KUTIPAN TEKS ::
****************************************

Dalam islam, praktek dumping tidak ditemukan di al-Quran maupun hadist yang melarangnya. Perdagangan luar negeri itu wajib bebas, tidak ada yang boleh membatasi dengan suatu apapun. Namun tetap ada batasan-batasan yang tetap harus diperhatikan, yakni jangan sampai ada yang dirugikan dalam perdagangan tersebut. Demi menciptakan maslahah yang luas bagi masyarakat, maka politik dumping dilarang tegas dalam Islam.
3. Interverensi harga
Interverensi harga adalah pengaturan harga dari pemerintah. Sebenarnya, harga pasar dalam islam ditentukan oleh kekuatan permintaan dan penawaran (mekanisme pasar). Mayoritas ulama sepakat tentang haramnya campur tangan pemerintah dalam menentukan harga pasar, karena melindungi kepentingan pembeli sama pentingnya dengan melindungi penjual. Namun, Ibn Taimiyah membenarkan intervensi harga oleh pemerintah, sekalipun Nabi Saw tidak melakukannya.41 Hal ini dikarenakan dengan pertimbangan maslahah, regulasi perekonomian bisa berubah dari teks nash kepada konteks nash yang mengandung maslahah. Misalnya, Nabi Muhammad SAW tidak mau mengintervensi persoalan harga di Madinah, ketika para sahabat mendesaknya untuk menurunkan harga. Tetapi ketika terjadi distorsi pasar, dengan pertimbangan kemaslahatan dan menjaga mekanisme pasar dapat berjalan kembali ke arah keseimbangan, maka pemerintah boleh melakukan intervensi harga.

****************************************

CATATAN SUMBER ::
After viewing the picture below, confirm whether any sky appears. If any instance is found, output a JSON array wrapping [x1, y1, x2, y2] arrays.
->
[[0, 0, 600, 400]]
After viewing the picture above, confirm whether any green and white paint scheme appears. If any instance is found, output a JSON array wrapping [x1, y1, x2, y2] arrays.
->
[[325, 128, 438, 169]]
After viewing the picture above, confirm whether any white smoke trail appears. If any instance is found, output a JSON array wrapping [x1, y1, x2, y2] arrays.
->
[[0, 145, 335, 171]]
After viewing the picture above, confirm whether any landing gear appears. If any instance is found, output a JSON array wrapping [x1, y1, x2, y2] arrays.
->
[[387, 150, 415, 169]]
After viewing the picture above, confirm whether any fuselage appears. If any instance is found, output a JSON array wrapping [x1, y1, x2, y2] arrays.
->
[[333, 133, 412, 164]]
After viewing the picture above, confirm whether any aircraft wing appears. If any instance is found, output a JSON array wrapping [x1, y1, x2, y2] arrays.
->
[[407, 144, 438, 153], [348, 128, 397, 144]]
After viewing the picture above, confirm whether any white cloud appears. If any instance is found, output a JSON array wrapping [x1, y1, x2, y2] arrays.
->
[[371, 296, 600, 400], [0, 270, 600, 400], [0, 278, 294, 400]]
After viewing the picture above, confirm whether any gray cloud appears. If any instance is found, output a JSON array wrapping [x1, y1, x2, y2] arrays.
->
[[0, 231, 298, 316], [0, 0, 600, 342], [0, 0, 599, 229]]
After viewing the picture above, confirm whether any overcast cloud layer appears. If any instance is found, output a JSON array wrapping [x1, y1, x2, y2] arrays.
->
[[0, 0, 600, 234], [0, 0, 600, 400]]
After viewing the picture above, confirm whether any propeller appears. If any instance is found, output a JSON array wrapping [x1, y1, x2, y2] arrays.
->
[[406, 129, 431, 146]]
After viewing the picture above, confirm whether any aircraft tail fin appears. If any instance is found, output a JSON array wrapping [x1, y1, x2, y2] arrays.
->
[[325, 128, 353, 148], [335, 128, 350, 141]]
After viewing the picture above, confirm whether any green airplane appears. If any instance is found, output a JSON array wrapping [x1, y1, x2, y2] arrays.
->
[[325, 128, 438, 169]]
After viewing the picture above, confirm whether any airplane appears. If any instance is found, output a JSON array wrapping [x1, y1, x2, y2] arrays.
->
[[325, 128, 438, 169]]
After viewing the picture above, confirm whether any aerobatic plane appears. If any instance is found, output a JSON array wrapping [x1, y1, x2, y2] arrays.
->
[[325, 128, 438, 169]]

****************************************

YANG HARUS DIKERJAKAN ::
1. Ubah paragraf dalam kutipan teks yang diawali "Interverensi harga adalah pengaturan harga" menjadi daftar poin singkat tanpa membuang fakta utamanya.
2. Cari semua baris dalam catatan yang memuat kata "white", lalu salin baris-baris tersebut.

JAWABAN LATIHAN ::
1.
- Interverensi harga adalah pengaturan harga oleh pemerintah.
- Dalam Islam, harga pasar ditentukan oleh kekuatan permintaan dan penawaran (mekanisme pasar).
- Mayoritas ulama sepakat bahwa campur tangan pemerintah dalam menentukan harga pasar itu haram, karena melindungi pembeli sama pentingnya dengan melindungi penjual.
- Ibn Taimiyah membenarkan intervensi harga oleh pemerintah walaupun Nabi Saw tidak melakukannya. Alasannya, dengan pertimbangan maslahah, regulasi perekonomian bisa berubah dari teks nash ke konteks nash yang mengandung maslahah.
- Contohnya, Nabi Muhammad SAW tidak mau mengintervensi harga di Madinah saat didesak para sahabat untuk menurunkannya.
- Namun, bila terjadi distorsi pasar, pemerintah boleh mengintervensi harga demi kemaslahatan dan agar mekanisme pasar kembali seimbang.

2.
After viewing the picture above, confirm whether any green and white paint scheme appears. If any instance is found, output a JSON array wrapping [x1, y1, x2, y2] arrays.
After viewing the picture above, confirm whether any white smoke trail appears. If any instance is found, output a JSON array wrapping [x1, y1, x2, y2] arrays.
After viewing the picture above, confirm whether any white cloud appears. If any instance is found, output a JSON array wrapping [x1, y1, x2, y2] arrays.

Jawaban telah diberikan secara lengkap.